■ SUPPLIED TEXT:
*** Begin section ***
So, what do we do????

Let’s picture for a moment that this amputation was our leg, instead of our heart. If we lost a leg, we would be devastated. If we lost a leg, we could sit down, debilitated by the loss of our leg, mourn for the loss of our leg and stay down, unable to recover from the loss of our leg. That is certainly one option that would be available to us. Another option would be to try to stand up on our other leg and learn to hop on that leg. We would notice our missing leg and never forget that it is missing, but we could figure out how to hop without it and maybe even hop forward. Maybe as we’re hopping, we find something to help us move forward better, like a cane, a crutch, a walker, a wheelchair or even a scooter. Maybe we use some of these tools to move forward easier than just hopping on our one remaining leg. These tools can’t really replace the missing leg, but they help us move forward more easily without our missing leg. We don’t forget our missing leg. We don’t forget what it felt like to have it. We don’t forget what it looked like. We don’t forget anything about our missing leg, but we keep moving forward a little easier with the new tools. Maybe in time we get a prosthetic leg and move forward with that. It is very similar in some ways to our missing leg, but it is still not the same. It is not a replacement for our missing leg because nothing can really replace our missing leg, but it is a good substitute and helps us move forward even easier. We never forget our missing leg or what it felt like to have it, but in time we are walking just fine with our new prosthetic leg and feel whole again, even though we will never be the same as we once were.

This is my concept of hopping. Substantial loss is devastating. Substantial grief is deep. We can sit down and let the loss and grief overwhelm us, or we can get up and hop.

I am not a medical professional, educator, therapist, psychiatrist or psychologist. I am merely a person who has experienced substantial grief as the result of the loss of my spouse. I have created this site to share my experiences in hopes it might help someone else suffering from substantial grief. This site is written from the perspective of the loss of a spouse, since that is my perspective as I create the site, but some of the feelings and ideas could be applicable to other causes of substantial grief. I hope this website is helpful.

I hope you will hop… please hop… and keep hopping!
*** End section ***
■ WHAT THE TASK REQUIRES:
From the text on hopping through grief, list every profession the writer says they do not belong to.

Stored records
*** Begin section ***
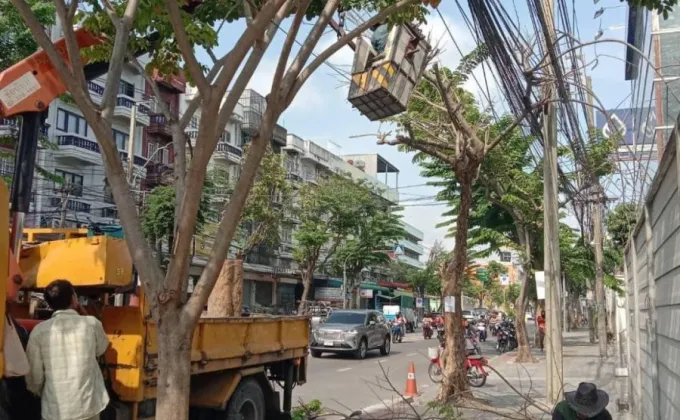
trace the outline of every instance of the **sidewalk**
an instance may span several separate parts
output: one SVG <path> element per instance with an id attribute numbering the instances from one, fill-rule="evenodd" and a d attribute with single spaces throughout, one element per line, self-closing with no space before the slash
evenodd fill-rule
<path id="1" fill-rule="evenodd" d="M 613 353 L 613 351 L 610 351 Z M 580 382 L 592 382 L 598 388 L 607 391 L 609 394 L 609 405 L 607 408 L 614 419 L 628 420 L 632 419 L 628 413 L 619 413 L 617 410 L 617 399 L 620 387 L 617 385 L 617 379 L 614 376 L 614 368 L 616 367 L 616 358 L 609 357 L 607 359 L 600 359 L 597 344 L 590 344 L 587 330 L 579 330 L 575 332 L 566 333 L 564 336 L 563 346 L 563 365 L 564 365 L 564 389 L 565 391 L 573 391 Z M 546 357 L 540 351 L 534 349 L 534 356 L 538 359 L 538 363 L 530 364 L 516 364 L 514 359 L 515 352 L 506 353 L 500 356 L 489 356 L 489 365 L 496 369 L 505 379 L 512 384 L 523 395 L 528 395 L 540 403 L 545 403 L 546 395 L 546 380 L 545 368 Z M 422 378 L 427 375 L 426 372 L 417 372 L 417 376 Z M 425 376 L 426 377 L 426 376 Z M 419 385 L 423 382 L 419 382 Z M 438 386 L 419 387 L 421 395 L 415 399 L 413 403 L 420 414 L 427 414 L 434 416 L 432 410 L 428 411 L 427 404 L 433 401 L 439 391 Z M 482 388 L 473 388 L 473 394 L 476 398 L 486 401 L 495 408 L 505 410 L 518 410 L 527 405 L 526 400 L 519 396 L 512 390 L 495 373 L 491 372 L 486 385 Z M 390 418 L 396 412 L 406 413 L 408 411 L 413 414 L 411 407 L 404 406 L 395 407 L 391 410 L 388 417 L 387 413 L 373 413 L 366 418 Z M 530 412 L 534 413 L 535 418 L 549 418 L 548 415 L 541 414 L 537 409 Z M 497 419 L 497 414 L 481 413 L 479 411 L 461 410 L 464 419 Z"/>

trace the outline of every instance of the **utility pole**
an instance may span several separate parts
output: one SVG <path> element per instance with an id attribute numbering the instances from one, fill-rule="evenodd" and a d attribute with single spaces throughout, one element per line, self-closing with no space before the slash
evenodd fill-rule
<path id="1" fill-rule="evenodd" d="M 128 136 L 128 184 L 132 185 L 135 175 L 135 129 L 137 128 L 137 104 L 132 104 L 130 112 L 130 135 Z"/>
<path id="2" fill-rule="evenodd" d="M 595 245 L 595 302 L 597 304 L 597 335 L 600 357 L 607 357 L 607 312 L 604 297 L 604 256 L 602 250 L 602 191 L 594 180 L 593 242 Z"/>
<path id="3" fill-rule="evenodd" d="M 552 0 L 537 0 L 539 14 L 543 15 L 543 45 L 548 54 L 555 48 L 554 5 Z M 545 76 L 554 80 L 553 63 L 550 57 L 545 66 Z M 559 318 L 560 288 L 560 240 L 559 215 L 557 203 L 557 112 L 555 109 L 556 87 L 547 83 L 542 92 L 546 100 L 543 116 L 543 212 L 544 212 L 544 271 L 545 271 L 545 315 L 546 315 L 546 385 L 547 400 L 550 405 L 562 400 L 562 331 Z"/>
*** End section ***
■ ANSWER:
medical professional, educator, therapist, psychiatrist, psychologist